▶ _Given problem_: Reproduce the listing below without any change.

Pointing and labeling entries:
** Begin **
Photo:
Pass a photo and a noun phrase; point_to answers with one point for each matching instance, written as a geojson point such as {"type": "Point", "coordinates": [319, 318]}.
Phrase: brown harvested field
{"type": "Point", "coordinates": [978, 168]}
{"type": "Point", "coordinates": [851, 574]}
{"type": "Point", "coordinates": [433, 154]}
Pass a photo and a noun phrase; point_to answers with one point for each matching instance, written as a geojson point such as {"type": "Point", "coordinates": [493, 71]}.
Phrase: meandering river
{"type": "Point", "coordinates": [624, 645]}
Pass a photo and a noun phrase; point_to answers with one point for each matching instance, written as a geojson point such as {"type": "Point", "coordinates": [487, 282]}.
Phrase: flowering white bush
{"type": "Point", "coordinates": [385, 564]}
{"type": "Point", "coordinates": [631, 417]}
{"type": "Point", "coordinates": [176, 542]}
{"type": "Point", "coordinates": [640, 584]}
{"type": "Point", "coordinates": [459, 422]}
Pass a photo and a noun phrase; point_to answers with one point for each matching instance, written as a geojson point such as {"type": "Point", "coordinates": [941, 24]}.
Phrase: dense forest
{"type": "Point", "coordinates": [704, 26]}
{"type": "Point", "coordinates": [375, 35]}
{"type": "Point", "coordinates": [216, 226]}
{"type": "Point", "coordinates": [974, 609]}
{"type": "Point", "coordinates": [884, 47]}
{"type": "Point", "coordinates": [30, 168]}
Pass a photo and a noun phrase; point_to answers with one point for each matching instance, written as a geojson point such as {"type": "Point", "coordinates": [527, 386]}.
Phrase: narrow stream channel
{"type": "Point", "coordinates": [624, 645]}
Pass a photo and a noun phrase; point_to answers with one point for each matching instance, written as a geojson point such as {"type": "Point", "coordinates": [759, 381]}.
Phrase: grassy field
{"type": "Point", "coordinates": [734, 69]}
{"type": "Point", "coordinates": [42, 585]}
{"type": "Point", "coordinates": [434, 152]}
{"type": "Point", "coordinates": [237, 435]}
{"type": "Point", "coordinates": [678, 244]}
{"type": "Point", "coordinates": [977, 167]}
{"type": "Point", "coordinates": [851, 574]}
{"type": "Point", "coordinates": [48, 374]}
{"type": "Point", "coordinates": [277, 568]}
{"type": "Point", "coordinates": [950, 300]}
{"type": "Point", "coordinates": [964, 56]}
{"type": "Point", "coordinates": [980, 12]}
** End **
▶ _Expected answer_:
Photo:
Pass a photo and a noun phrase; point_to answers with one point for each matching instance, written as a geojson point such as {"type": "Point", "coordinates": [319, 318]}.
Phrase: brown harvested field
{"type": "Point", "coordinates": [978, 168]}
{"type": "Point", "coordinates": [851, 574]}
{"type": "Point", "coordinates": [433, 154]}
Pass a photo and a noun phrase; point_to answers with one point for each matching instance, written as a geojson point such as {"type": "Point", "coordinates": [493, 71]}.
Phrase: meandering river
{"type": "Point", "coordinates": [624, 645]}
Pass a photo and a noun phrase; point_to answers with one point for each matching instance, written as a geojson point such as {"type": "Point", "coordinates": [487, 282]}.
Phrase: flowering white bush
{"type": "Point", "coordinates": [385, 564]}
{"type": "Point", "coordinates": [631, 417]}
{"type": "Point", "coordinates": [176, 542]}
{"type": "Point", "coordinates": [640, 584]}
{"type": "Point", "coordinates": [459, 422]}
Pass a photo and a noun phrase; point_to answers with one point for each matching instance, written as a geojson point such as {"type": "Point", "coordinates": [941, 24]}.
Phrase: dense forest
{"type": "Point", "coordinates": [704, 26]}
{"type": "Point", "coordinates": [375, 35]}
{"type": "Point", "coordinates": [216, 226]}
{"type": "Point", "coordinates": [974, 609]}
{"type": "Point", "coordinates": [884, 47]}
{"type": "Point", "coordinates": [30, 168]}
Pass a photo and a noun phrase; point_to answers with one point for each matching instance, written as a geojson point such as {"type": "Point", "coordinates": [527, 386]}.
Phrase: narrow stream channel
{"type": "Point", "coordinates": [624, 645]}
Pass a photo and a noun phrase; point_to answers with one point for each matching instance, written as a geojson point such as {"type": "Point", "coordinates": [759, 381]}.
Phrase: grassy field
{"type": "Point", "coordinates": [734, 69]}
{"type": "Point", "coordinates": [42, 585]}
{"type": "Point", "coordinates": [434, 152]}
{"type": "Point", "coordinates": [237, 435]}
{"type": "Point", "coordinates": [678, 244]}
{"type": "Point", "coordinates": [977, 167]}
{"type": "Point", "coordinates": [851, 574]}
{"type": "Point", "coordinates": [48, 374]}
{"type": "Point", "coordinates": [277, 568]}
{"type": "Point", "coordinates": [950, 300]}
{"type": "Point", "coordinates": [964, 56]}
{"type": "Point", "coordinates": [980, 12]}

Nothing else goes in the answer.